(Saved data entries)

━━━━━━━━━━━━━━━━━━━━━━━━━━━━━━

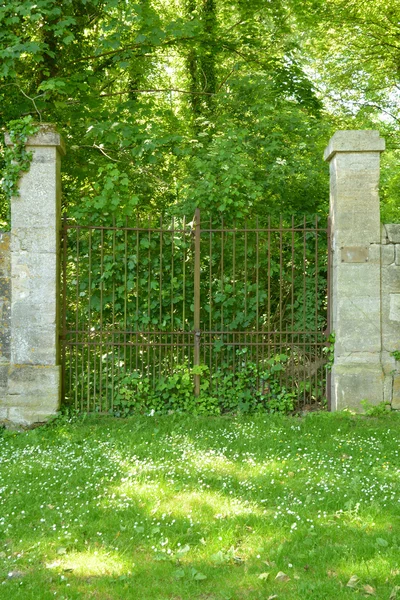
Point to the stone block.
(354, 228)
(388, 362)
(25, 417)
(354, 141)
(5, 254)
(352, 384)
(394, 307)
(388, 388)
(396, 392)
(47, 136)
(34, 315)
(4, 368)
(393, 232)
(35, 239)
(381, 254)
(34, 345)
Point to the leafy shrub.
(249, 389)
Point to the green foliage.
(375, 410)
(17, 159)
(395, 354)
(254, 387)
(329, 351)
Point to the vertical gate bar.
(281, 377)
(130, 326)
(304, 309)
(328, 311)
(125, 293)
(269, 287)
(160, 299)
(137, 300)
(196, 355)
(183, 291)
(89, 317)
(234, 338)
(256, 348)
(222, 284)
(245, 289)
(113, 319)
(149, 349)
(316, 348)
(210, 349)
(64, 233)
(78, 357)
(101, 323)
(292, 327)
(172, 350)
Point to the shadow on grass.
(223, 510)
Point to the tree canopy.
(166, 105)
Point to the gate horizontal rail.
(142, 303)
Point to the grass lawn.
(179, 508)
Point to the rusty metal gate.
(197, 301)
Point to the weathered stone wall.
(5, 314)
(390, 290)
(34, 372)
(354, 158)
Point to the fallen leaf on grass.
(331, 573)
(369, 590)
(353, 581)
(199, 577)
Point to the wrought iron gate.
(142, 301)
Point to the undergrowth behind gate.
(206, 316)
(161, 508)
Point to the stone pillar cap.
(354, 141)
(46, 136)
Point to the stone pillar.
(34, 374)
(357, 374)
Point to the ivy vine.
(17, 158)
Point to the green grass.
(179, 508)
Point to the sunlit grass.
(176, 508)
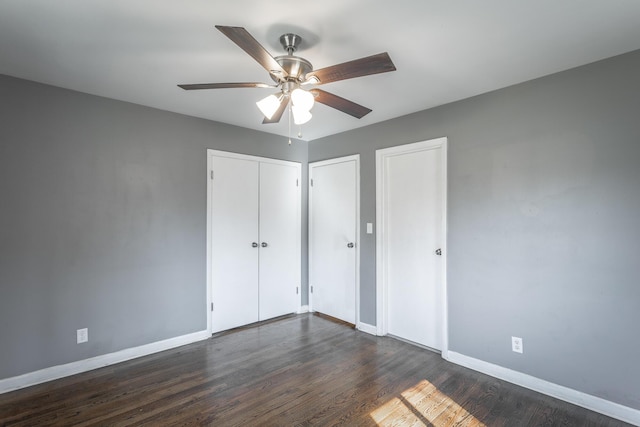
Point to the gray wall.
(543, 219)
(103, 222)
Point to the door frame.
(336, 160)
(381, 282)
(218, 153)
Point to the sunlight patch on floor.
(423, 405)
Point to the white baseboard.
(60, 371)
(369, 329)
(593, 403)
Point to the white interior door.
(333, 237)
(234, 230)
(412, 219)
(279, 239)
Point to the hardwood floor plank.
(302, 370)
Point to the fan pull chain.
(289, 123)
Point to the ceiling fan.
(290, 73)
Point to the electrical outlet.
(516, 344)
(82, 335)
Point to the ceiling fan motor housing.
(295, 67)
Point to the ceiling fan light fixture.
(269, 105)
(300, 115)
(302, 99)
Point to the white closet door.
(332, 229)
(234, 229)
(412, 224)
(279, 239)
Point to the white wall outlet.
(369, 228)
(82, 335)
(516, 344)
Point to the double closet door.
(254, 240)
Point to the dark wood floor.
(296, 371)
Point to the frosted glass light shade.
(302, 99)
(269, 105)
(300, 115)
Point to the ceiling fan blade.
(278, 114)
(380, 63)
(339, 103)
(246, 42)
(223, 85)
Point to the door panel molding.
(382, 295)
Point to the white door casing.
(334, 237)
(250, 201)
(411, 223)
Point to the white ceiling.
(139, 50)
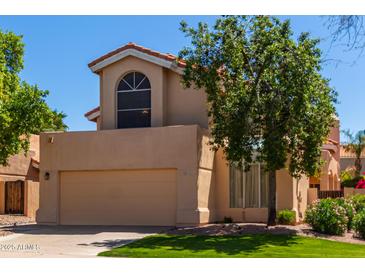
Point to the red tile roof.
(92, 111)
(165, 56)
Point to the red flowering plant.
(361, 182)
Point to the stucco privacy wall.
(20, 168)
(176, 147)
(290, 194)
(18, 165)
(170, 103)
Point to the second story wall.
(171, 104)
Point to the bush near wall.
(286, 217)
(327, 216)
(359, 202)
(349, 206)
(351, 182)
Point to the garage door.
(143, 197)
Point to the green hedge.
(286, 217)
(327, 216)
(352, 182)
(359, 224)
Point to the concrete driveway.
(68, 241)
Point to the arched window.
(134, 101)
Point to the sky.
(58, 49)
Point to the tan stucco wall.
(2, 197)
(31, 198)
(118, 197)
(20, 168)
(350, 191)
(329, 177)
(177, 147)
(20, 164)
(170, 103)
(290, 195)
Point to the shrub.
(286, 217)
(359, 223)
(351, 182)
(327, 216)
(349, 207)
(358, 201)
(227, 220)
(346, 175)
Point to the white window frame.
(131, 90)
(244, 186)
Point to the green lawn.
(245, 246)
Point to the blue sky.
(58, 49)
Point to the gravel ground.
(14, 219)
(10, 220)
(240, 229)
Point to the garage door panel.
(144, 197)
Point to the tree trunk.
(358, 166)
(271, 221)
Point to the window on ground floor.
(249, 189)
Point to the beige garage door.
(143, 197)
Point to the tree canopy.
(267, 99)
(23, 109)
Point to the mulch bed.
(241, 229)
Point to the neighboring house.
(19, 182)
(329, 177)
(347, 160)
(149, 161)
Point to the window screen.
(134, 101)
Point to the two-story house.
(149, 161)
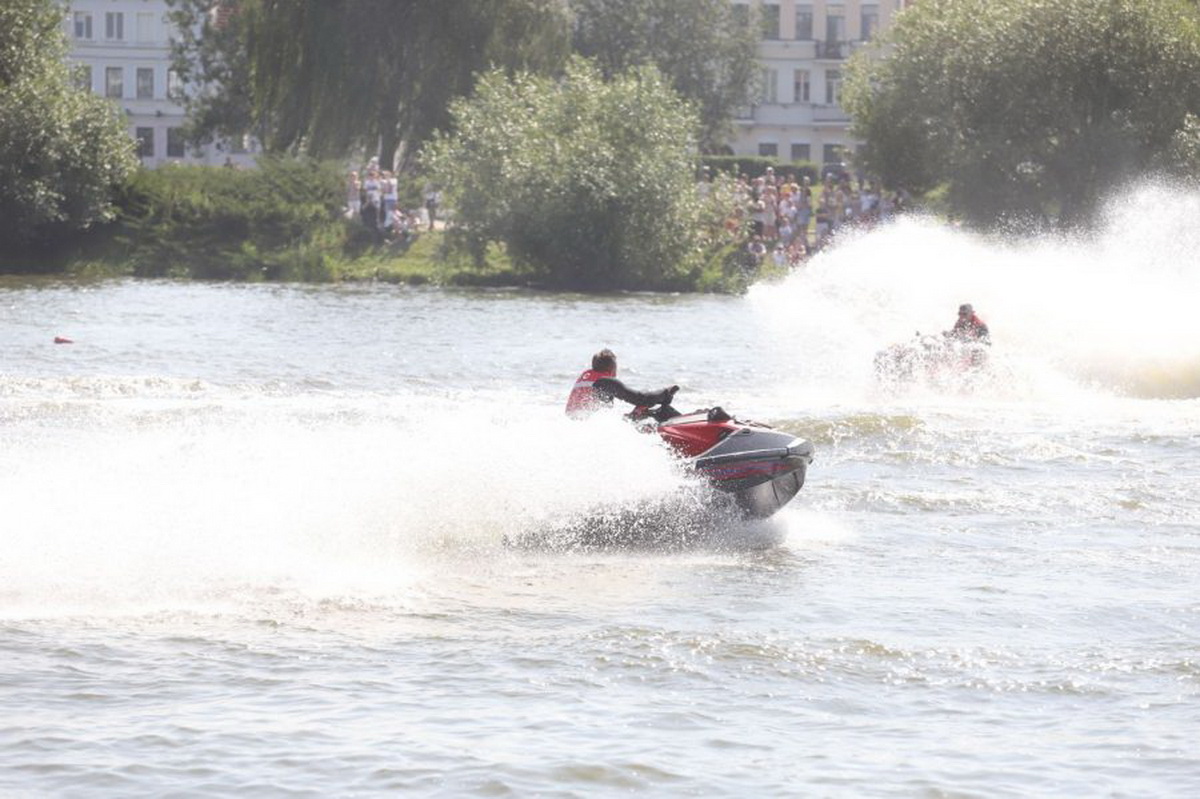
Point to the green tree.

━━━━━━━━━━━━━━━━━━━━━━━━━━━━━━

§ What is required: Hand back the data above exactly, with no images.

§ Solution to the problem:
Point to the stone block.
(354, 228)
(388, 362)
(25, 417)
(354, 141)
(5, 254)
(352, 384)
(394, 307)
(388, 388)
(396, 392)
(47, 136)
(34, 315)
(4, 368)
(393, 232)
(35, 239)
(381, 254)
(34, 345)
Point to the leafy shrub.
(249, 389)
Point to the green foliage.
(375, 410)
(17, 159)
(395, 354)
(254, 387)
(329, 351)
Point to the vertical gate bar.
(281, 377)
(130, 326)
(304, 309)
(328, 311)
(125, 293)
(269, 287)
(160, 299)
(137, 300)
(196, 355)
(183, 291)
(89, 317)
(234, 338)
(256, 348)
(222, 284)
(245, 289)
(113, 319)
(149, 349)
(316, 348)
(210, 349)
(64, 233)
(78, 357)
(101, 323)
(292, 327)
(172, 350)
Point to the shadow on grass.
(223, 510)
Point to the tree canopy.
(166, 105)
Point to the gate horizontal rail.
(142, 303)
Point to the grass lawn.
(179, 508)
Point to the rusty metal gate.
(197, 301)
Point to the weathered stone wall.
(5, 314)
(390, 290)
(34, 372)
(354, 158)
Point to the fallen leaf on grass.
(331, 573)
(369, 590)
(353, 581)
(199, 577)
Point to the wrought iron gate.
(142, 301)
Point to the undergrowth behind gate.
(206, 316)
(161, 508)
Point to the stone pillar cap.
(354, 141)
(46, 136)
Point to the stone pillar.
(34, 374)
(357, 374)
Point to the ivy vine.
(17, 158)
Point to the green grass.
(179, 508)
Point to the sunlit grass.
(176, 508)
Point to the gray wall.
(543, 219)
(103, 222)
Point to the door frame.
(336, 160)
(381, 282)
(218, 153)
Point to the sunlight patch on floor.
(423, 405)
Point to the white baseboard.
(60, 371)
(369, 329)
(593, 403)
Point to the white interior door.
(333, 237)
(234, 230)
(412, 219)
(279, 239)
Point to the hardwood floor plank.
(302, 370)
Point to the fan pull chain.
(289, 123)
Point to the ceiling fan.
(290, 73)
Point to the electrical outlet.
(516, 344)
(82, 335)
Point to the ceiling fan motor housing.
(295, 67)
Point to the ceiling fan light fixture.
(269, 105)
(300, 115)
(302, 99)
Point to the white closet door.
(332, 229)
(234, 229)
(412, 224)
(279, 239)
Point to the white wall outlet.
(369, 228)
(82, 335)
(516, 344)
Point to the double closet door.
(254, 240)
Point to the dark wood floor.
(296, 371)
Point to the frosted glass light shade.
(302, 99)
(269, 105)
(300, 115)
Point to the ceiling fan blade.
(278, 114)
(380, 63)
(339, 103)
(246, 42)
(223, 85)
Point to the door panel molding.
(382, 295)
Point to the white door casing.
(334, 237)
(250, 201)
(411, 223)
Point to the white ceiling.
(139, 50)
Point to the red tile roof.
(92, 111)
(165, 56)
Point to the red flowering plant.
(361, 182)
Point to the stucco privacy wall.
(20, 168)
(176, 147)
(290, 194)
(18, 165)
(170, 103)
Point to the second story wall.
(171, 104)
Point to the bush near wall.
(286, 217)
(327, 216)
(359, 202)
(349, 206)
(351, 182)
Point to the garage door.
(143, 197)
Point to the green hedge.
(286, 217)
(327, 216)
(352, 182)
(359, 224)
Point to the concrete driveway.
(68, 241)
Point to the arched window.
(134, 101)
Point to the sky.
(58, 49)
Point to the tan stucco wall.
(2, 197)
(31, 198)
(118, 197)
(20, 168)
(350, 191)
(329, 177)
(177, 147)
(20, 164)
(170, 103)
(290, 195)
Point to the shrub.
(286, 217)
(359, 223)
(351, 182)
(327, 216)
(349, 207)
(358, 201)
(227, 220)
(346, 175)
Point to the white window frame.
(131, 90)
(244, 186)
Point to the green lawn.
(245, 246)
Point to the blue sky.
(58, 49)
Point to the gravel ground.
(14, 219)
(10, 220)
(240, 229)
Point to the garage door panel.
(144, 197)
Point to the tree trunk.
(358, 166)
(271, 221)
Point to the window on ground floor.
(249, 189)
Point to the beige garage door.
(143, 197)
Point to the tree canopy.
(267, 99)
(23, 109)
Point to the mulch bed.
(241, 229)
Point to the neighboring house.
(19, 182)
(329, 177)
(347, 160)
(149, 161)
Point to the window screen.
(134, 101)
Point to the two-story house.
(149, 161)
Point to the green tree.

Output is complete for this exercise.